» **TASK INSTRUCTIONS**:
What is needed is an exact copy of all the records.

[Stored entries]
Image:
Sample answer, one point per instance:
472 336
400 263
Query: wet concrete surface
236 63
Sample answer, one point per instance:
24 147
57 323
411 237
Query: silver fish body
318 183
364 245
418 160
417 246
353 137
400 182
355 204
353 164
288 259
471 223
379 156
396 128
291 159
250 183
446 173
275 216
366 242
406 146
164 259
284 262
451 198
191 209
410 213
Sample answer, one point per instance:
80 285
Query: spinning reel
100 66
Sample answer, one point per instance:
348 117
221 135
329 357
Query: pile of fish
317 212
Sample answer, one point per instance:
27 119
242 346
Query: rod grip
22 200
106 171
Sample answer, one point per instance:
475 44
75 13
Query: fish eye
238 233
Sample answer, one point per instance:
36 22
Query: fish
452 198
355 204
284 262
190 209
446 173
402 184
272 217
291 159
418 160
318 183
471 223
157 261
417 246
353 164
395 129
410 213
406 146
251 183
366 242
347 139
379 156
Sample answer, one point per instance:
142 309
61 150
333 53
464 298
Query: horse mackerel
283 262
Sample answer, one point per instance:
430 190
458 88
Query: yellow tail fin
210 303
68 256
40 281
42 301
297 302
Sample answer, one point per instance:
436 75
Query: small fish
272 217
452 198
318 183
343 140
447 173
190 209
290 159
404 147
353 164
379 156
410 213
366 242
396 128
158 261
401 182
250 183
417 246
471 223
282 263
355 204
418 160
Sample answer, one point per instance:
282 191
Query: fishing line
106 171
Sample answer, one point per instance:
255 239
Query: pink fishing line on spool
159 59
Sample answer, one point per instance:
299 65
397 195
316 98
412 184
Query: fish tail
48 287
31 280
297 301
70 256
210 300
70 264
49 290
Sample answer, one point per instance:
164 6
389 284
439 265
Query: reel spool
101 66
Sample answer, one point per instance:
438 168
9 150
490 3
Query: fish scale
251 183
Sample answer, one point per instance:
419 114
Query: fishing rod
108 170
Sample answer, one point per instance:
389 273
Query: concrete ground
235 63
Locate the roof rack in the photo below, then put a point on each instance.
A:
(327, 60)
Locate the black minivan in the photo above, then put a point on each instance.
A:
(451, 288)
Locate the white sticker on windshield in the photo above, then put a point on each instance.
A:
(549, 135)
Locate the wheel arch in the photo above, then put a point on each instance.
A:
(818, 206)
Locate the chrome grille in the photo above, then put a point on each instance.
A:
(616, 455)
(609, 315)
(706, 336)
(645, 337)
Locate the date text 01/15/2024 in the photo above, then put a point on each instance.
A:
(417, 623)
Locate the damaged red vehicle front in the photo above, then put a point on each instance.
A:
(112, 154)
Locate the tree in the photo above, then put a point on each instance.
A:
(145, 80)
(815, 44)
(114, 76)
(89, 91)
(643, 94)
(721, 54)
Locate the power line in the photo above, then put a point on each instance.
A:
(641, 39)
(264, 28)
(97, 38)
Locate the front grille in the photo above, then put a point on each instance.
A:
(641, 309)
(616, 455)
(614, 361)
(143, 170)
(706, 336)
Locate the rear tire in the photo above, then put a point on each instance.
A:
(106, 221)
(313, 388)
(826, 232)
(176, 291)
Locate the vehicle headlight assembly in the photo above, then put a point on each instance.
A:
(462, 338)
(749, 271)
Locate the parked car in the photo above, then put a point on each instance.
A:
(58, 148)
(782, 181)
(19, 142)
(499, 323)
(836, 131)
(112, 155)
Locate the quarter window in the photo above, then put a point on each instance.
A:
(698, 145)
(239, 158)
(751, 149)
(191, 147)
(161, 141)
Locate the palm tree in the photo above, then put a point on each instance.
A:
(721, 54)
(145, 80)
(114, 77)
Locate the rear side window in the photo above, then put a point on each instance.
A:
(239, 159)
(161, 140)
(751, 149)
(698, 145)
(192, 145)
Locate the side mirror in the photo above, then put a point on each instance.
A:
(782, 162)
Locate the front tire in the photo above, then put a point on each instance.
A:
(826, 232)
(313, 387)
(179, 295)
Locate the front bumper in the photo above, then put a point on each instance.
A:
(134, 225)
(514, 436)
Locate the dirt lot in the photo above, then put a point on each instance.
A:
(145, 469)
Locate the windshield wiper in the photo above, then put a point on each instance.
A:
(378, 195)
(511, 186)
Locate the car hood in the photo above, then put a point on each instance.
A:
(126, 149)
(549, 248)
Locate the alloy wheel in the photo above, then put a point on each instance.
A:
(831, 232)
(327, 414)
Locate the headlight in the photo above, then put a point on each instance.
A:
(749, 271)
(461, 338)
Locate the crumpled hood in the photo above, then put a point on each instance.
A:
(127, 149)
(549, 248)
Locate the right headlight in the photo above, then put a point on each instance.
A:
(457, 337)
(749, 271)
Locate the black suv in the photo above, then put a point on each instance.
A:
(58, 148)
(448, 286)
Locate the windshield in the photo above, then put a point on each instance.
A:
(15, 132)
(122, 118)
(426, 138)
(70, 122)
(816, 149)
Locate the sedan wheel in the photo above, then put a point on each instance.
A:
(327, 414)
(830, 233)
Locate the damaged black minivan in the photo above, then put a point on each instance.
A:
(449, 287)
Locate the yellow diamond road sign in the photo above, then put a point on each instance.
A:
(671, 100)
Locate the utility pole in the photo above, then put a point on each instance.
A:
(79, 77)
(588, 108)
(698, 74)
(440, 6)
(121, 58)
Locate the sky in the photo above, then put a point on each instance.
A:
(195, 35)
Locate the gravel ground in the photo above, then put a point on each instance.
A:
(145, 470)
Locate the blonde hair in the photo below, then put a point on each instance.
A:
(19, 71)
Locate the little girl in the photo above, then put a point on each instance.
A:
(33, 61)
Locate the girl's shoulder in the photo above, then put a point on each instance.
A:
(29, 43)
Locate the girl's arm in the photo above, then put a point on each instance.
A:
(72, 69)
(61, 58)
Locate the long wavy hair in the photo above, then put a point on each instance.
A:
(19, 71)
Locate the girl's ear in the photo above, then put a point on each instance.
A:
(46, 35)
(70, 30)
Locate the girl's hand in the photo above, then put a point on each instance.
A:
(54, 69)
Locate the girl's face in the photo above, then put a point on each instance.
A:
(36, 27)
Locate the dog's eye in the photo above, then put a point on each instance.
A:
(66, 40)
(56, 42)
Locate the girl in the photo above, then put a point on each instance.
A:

» **RESULT OF THE EXERCISE**:
Image:
Sample answer, one point per instance:
472 336
400 263
Query: wet concrete surface
236 63
Sample answer, one point per instance:
24 147
57 323
411 237
Query: silver fish body
318 183
364 245
418 160
417 246
353 137
400 182
355 204
353 164
288 259
471 223
379 156
396 128
291 159
250 183
446 173
275 216
366 242
406 146
164 259
284 262
451 198
191 209
410 213
Sample answer, one point per instance:
80 285
Query: spinning reel
100 66
Sample answer, one point per instance:
348 117
221 135
329 357
Query: pile of fish
317 212
Sample answer, one point per instance:
27 119
242 346
Query: rod grip
22 200
106 171
Sample answer, one point per instance:
475 44
75 13
Query: fish eye
238 233
Sample answer, one point per instance:
36 22
Query: fish
452 198
355 204
284 262
190 209
446 173
402 184
272 217
291 159
418 160
318 183
471 223
157 261
417 246
353 164
395 129
410 213
406 146
251 183
366 242
347 139
379 156
Sample answer, one point per instance:
142 309
61 150
333 53
464 298
Query: horse mackerel
283 262
Sample answer, one point per instance:
430 190
458 88
Query: yellow tail fin
210 303
68 256
40 281
42 301
297 302
Sample answer, one point per instance:
436 75
Query: small fish
272 217
452 198
318 183
343 140
447 173
190 209
290 159
404 147
353 164
379 156
410 213
366 242
396 128
158 261
401 182
250 183
417 246
471 223
282 263
355 204
418 160
Sample answer, one point per instance:
282 191
Query: fishing line
106 171
Sample answer, one point per instance:
255 239
Query: pink fishing line on spool
159 59
Sample answer, one point per instance:
299 65
397 195
316 98
412 184
Query: fish tail
48 287
31 280
297 301
70 256
210 300
70 264
49 290
Sample answer, one point per instance:
164 6
389 284
439 265
Query: reel spool
101 66
Sample answer, one point per instance:
438 168
9 150
490 3
Query: fish scale
251 183
Sample answer, one point per instance:
419 114
Query: fishing rod
108 170
Sample answer, one point per instance:
389 273
Query: concrete ground
235 63
Locate the roof rack in the photo below, then put a point on each instance.
A:
(327, 60)
Locate the black minivan in the photo above, then put a point on each instance.
A:
(451, 288)
Locate the white sticker on windshield in the photo above, then put a point on each instance.
A:
(549, 135)
Locate the wheel arch in the photo above, then put a point on each instance.
A:
(818, 206)
Locate the chrome grille in the photo above, then put a point on each instance.
A:
(616, 455)
(609, 315)
(706, 336)
(645, 337)
Locate the date text 01/15/2024 in the photo above, then put a point on each instance.
A:
(417, 623)
Locate the damaged red vehicle front in the photo above, then put a point on each instance.
A:
(112, 154)
Locate the tree in the photo above, then put a point on each instance.
A:
(145, 80)
(815, 44)
(114, 76)
(89, 91)
(643, 94)
(721, 54)
Locate the power line in the photo above, then put a point on each instance.
A:
(641, 39)
(264, 28)
(97, 38)
Locate the front grille in the photo above, then put a point on each instance.
A:
(641, 309)
(616, 455)
(614, 361)
(143, 170)
(706, 336)
Locate the rear tire in the photo above, then put a point on each instance.
A:
(106, 221)
(313, 388)
(826, 232)
(176, 291)
Locate the vehicle headlight assembly in the photo above, then put a point on each instance.
A:
(462, 338)
(749, 271)
Locate the parked car in the photo above, then put a point on each instance.
A:
(58, 148)
(782, 181)
(19, 142)
(499, 323)
(836, 131)
(112, 155)
Locate the quarter window in the photo above, then put a point on each instance.
A:
(698, 145)
(239, 158)
(751, 149)
(191, 147)
(161, 141)
Locate the palm tree in the photo above, then put a point on each instance.
A:
(721, 54)
(145, 80)
(114, 77)
Locate the rear side window in the photo above, then put a point on each instance.
A:
(239, 159)
(161, 140)
(751, 149)
(698, 145)
(192, 145)
Locate the side mirror in the photo above, then put a point on each instance.
A:
(782, 162)
Locate the front tire in the photo above, then put a point on each instance.
A:
(826, 232)
(313, 387)
(179, 295)
Locate the front bumper in the photo above, then put a point on each instance.
A:
(134, 225)
(514, 436)
Locate the dirt lot in the photo above, then put a point on each instance.
A:
(145, 469)
Locate the windshield wiper in the photo above, then put a point on each instance.
A:
(378, 195)
(511, 186)
Locate the car hood in the photo above, then put a point on each instance.
A:
(126, 149)
(549, 248)
Locate the alloy wheel in the photo above, then put a point on each instance.
A:
(831, 232)
(327, 414)
Locate the headlight in the photo above, then put a point on each instance.
A:
(749, 271)
(461, 338)
Locate the crumpled hood in the photo above, then put a point on each instance.
A:
(127, 149)
(549, 248)
Locate the right headlight in the photo above, then put a point on each instance.
A:
(457, 337)
(749, 271)
Locate the black suv in the photo above, then put a point on each instance.
A:
(58, 148)
(448, 286)
Locate the windshield in the photo above, then put a point on each instance.
A:
(15, 132)
(122, 118)
(426, 138)
(70, 122)
(816, 149)
Locate the sedan wheel in the photo above, then put a point on each instance.
A:
(327, 414)
(830, 233)
Locate the damaged black minivan in the photo above, then put a point on each instance.
A:
(449, 287)
Locate the yellow diamond road sign in the photo above, then put a point on each instance.
A:
(671, 100)
Locate the utility pole in the photo above, then put a point on each instance.
A:
(79, 77)
(588, 108)
(698, 74)
(440, 6)
(121, 58)
Locate the sky in the photo above, then put a point on each instance.
A:
(195, 35)
Locate the gravel ground in the photo above, then put a point on each instance.
A:
(145, 470)
Locate the blonde hair in the photo below, then put a point on each instance.
A:
(19, 71)
Locate the little girl in the photo above, then put a point on each instance.
A:
(33, 61)
Locate the girl's shoulder in the photo above, then put a point on each instance.
A:
(29, 43)
Locate the girl's arm in the photo above, then put a point on each instance.
A:
(72, 69)
(61, 58)
Locate the long wavy hair in the photo above, then put a point on each instance.
A:
(19, 71)
Locate the girl's ear in the photo above, then put a point on each instance.
A:
(46, 35)
(70, 30)
Locate the girl's hand in the photo above, then put a point on each instance.
A:
(54, 69)
Locate the girl's face in the photo above, then put a point on each instance.
A:
(36, 27)
Locate the dog's eye in the photo above, then put a point on each instance.
A:
(66, 40)
(56, 42)
Locate the girl in the photo above, then put a point on each instance.
A:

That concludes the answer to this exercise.